Concho también fue revolucionario, siendo muy joven participó en muchos combates a lado de su primer suegro, el capitán zapatista Tiburcio Cabañas, el abuelo de mi abuela. Aunque solamente en la toma de Chilpancingo peleó en primera línea, ahí le dieron un balazo en el hombro derecho. Una mujer le colgó el brazo con un rebozo y siguió peleando, con la mano izquierda disparaba su pistola 38 especial.
Después de ese combate de donde salió herido, ya no peleó en serio. Siempre buscaba la forma de escurrirse hasta la retaguardia argumentando que no podía sostener el fusil. A veces mientras estaban los combates, en los sitios de ciudades, él jugaba gallos, con otros empedernidos galleros que alegaban convalecencia para escabullirse del peligro. Improvisaban pequeños palenques muy lejos de las balas.
Pero cada vez que podía, durante toda su vida, Concho Romero mostraba la cicatriz como si fuera un trofeo. Guardaba muy celosamente su 38 especial y después la mostraba a sus nietos diciendo: “Esta pistolita me salvó la vida muchas veces”. Como no eran capaces de faltarle el respeto, los nietos decían a sus espaldas: “Pinche viejito caliente”. Concho enamoraba hasta las vendedoras que pasaban por el corredor de su casa. Cuando murió, algunos de sus casi ya doscientos nietos, buscaron entre sus pertenencias la piedra del gallo que dejó guardada en alguna parte. Dice la leyenda que son pocos los que tienen la gracia de tenerla, porque solamente a los muy afortunados les nace un gallo negro en su gallera.
Durante mucho tiempo para nietos y bisnietos fue una incógnita, ¿Por qué Victorina abandonó el velorio antes del sepelio? Algunos parientes hombres especulaban diciendo que mi abuela, la primera hija de Concho Romero, al saber que no le tocaría herencia, se llevó la piedra del gallo sin que nadie se diera cuenta. Mi abuela siempre vivió con la creencia que esa maldita piedra fue la culpable de que su padre abandonara a su madre y que ella creciera en otros hogares, despreciada humillada por vecinos y parientes. Po eso decían que en esa ocasión mí abuela Victorina encontró la manera de vengarse de la piedra del gallo y a media noche cuando caminaba regreso a la selva por la carretera nueva, ya cerca de su casa la arrojó al fondo de un cantil. La pequeña piedra se fue rodando por la misma ruta donde por la mañana se desbarrancó aquél peñasco que parecía anunciar la muerte de Concho Romero.
Cuando crecí, con mis primos buscábamos entre los pollitos recién nacidos. Siempre apartábamos al negro más bonito. Pero al desarrollarse siempre nos decepcionaban porque sus plumas se tornaban amarillas o rojas. Eran giros o colorados. Ninguno salió completamente negro. Pensando en conseguir una piedra del gallo, me aprendí de memoria cada pasaje de la leyenda e indagué sobre la vida de Concho Romero.

▶ [Datos disponibles]:
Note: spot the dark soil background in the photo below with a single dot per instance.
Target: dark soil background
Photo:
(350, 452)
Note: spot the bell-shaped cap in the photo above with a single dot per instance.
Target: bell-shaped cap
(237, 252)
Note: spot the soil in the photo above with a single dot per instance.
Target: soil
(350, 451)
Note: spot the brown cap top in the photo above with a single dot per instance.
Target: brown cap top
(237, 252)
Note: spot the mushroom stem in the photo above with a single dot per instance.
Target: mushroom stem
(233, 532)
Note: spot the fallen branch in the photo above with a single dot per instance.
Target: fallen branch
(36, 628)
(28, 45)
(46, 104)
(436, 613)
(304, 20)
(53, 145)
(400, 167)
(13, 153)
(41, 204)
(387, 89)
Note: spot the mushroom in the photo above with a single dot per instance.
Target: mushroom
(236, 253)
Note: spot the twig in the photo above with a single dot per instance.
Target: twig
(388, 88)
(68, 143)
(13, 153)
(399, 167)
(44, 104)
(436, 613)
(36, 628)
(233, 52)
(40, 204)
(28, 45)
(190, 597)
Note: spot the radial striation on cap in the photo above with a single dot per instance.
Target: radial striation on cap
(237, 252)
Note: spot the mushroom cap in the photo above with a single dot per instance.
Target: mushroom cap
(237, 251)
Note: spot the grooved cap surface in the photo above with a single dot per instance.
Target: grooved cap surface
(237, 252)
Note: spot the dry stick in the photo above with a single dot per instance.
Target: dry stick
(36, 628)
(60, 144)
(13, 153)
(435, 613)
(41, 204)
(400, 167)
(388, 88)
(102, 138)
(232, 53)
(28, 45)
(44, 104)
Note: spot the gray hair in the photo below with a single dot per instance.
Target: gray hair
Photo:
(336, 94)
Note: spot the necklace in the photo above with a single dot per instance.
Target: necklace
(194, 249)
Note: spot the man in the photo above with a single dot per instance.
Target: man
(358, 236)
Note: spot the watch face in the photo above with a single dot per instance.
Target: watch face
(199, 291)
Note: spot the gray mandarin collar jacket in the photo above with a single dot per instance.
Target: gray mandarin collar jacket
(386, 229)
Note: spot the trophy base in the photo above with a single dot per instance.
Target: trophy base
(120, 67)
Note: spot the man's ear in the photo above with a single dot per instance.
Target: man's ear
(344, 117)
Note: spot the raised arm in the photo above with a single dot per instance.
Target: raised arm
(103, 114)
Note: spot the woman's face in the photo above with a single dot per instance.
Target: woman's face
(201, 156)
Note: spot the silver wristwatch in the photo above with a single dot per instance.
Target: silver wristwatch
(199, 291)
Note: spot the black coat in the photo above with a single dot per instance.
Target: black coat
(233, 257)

▶ [Consigna 1]: Enumera todas las personas que el relato sobre Concho Romero menciona por su nombre propio.
▶ [Consigna 2]: Cita textualmente todo lo que va desde "Pero cada vez" hasta "en su gallera." en el relato sobre Concho Romero.

▶ [Respuesta 1]: Concho Romero, Tiburcio Cabañas, Victorina

▶ [Respuesta 2]:
Pero cada vez que podía, durante toda su vida, Concho Romero mostraba la cicatriz como si fuera un trofeo. Guardaba muy celosamente su 38 especial y después la mostraba a sus nietos diciendo: “Esta pistolita me salvó la vida muchas veces”. Como no eran capaces de faltarle el respeto, los nietos decían a sus espaldas: “Pinche viejito caliente”. Concho enamoraba hasta las vendedoras que pasaban por el corredor de su casa. Cuando murió, algunos de sus casi ya doscientos nietos, buscaron entre sus pertenencias la piedra del gallo que dejó guardada en alguna parte. Dice la leyenda que son pocos los que tienen la gracia de tenerla, porque solamente a los muy afortunados les nace un gallo negro en su gallera.